# Exercise
Copy each line of the listing below verbatim, with no changes.

# Task input

- - - -

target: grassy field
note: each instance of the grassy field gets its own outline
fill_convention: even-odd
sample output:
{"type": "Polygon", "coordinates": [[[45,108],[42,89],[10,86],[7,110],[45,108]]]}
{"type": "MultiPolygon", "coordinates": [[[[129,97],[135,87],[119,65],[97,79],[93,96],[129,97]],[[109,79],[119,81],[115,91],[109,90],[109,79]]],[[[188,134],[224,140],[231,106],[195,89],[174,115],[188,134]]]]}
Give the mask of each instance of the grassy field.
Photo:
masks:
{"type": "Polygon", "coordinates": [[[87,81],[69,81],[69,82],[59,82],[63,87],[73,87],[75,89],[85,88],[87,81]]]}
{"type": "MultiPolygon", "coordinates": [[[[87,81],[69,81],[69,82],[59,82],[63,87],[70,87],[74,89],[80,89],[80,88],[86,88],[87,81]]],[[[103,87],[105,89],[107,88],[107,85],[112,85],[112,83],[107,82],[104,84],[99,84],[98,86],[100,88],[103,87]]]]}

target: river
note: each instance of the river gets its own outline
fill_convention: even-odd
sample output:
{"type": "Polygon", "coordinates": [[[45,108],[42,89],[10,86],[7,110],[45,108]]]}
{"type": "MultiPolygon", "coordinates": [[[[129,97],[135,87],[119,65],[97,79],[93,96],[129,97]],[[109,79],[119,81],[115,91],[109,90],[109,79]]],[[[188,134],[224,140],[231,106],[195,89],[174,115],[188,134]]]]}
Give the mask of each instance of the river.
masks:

- - - -

# Solution below
target: grassy field
note: each instance of the grassy field gets its own outline
fill_convention: even-odd
sample output:
{"type": "Polygon", "coordinates": [[[45,108],[42,89],[10,86],[7,110],[45,108]]]}
{"type": "MultiPolygon", "coordinates": [[[[129,97],[135,87],[119,65],[97,79],[93,96],[129,97]],[[109,79],[119,81],[115,91],[109,90],[109,79]]],[[[188,134],[224,140],[231,106],[195,89],[174,115],[188,134]]]]}
Give the mask of each instance of the grassy field.
Photo:
masks:
{"type": "Polygon", "coordinates": [[[87,81],[69,81],[69,82],[59,82],[63,87],[73,87],[75,89],[85,88],[87,81]]]}
{"type": "MultiPolygon", "coordinates": [[[[87,81],[69,81],[69,82],[59,82],[63,87],[70,87],[74,89],[80,89],[80,88],[86,88],[87,81]]],[[[103,87],[105,89],[107,88],[107,85],[112,85],[112,83],[107,82],[104,84],[99,84],[98,86],[100,88],[103,87]]]]}

target: river
note: each instance of the river gets its own outline
fill_convention: even-odd
sample output:
{"type": "Polygon", "coordinates": [[[45,108],[42,89],[10,86],[7,110],[45,108]]]}
{"type": "MultiPolygon", "coordinates": [[[[129,97],[135,87],[119,65],[97,79],[93,96],[129,97]],[[109,79],[119,81],[115,91],[109,90],[109,79]]],[[[188,134],[224,140],[231,106],[195,89],[174,115],[188,134]]]]}
Give the mask of each instance of the river.
masks:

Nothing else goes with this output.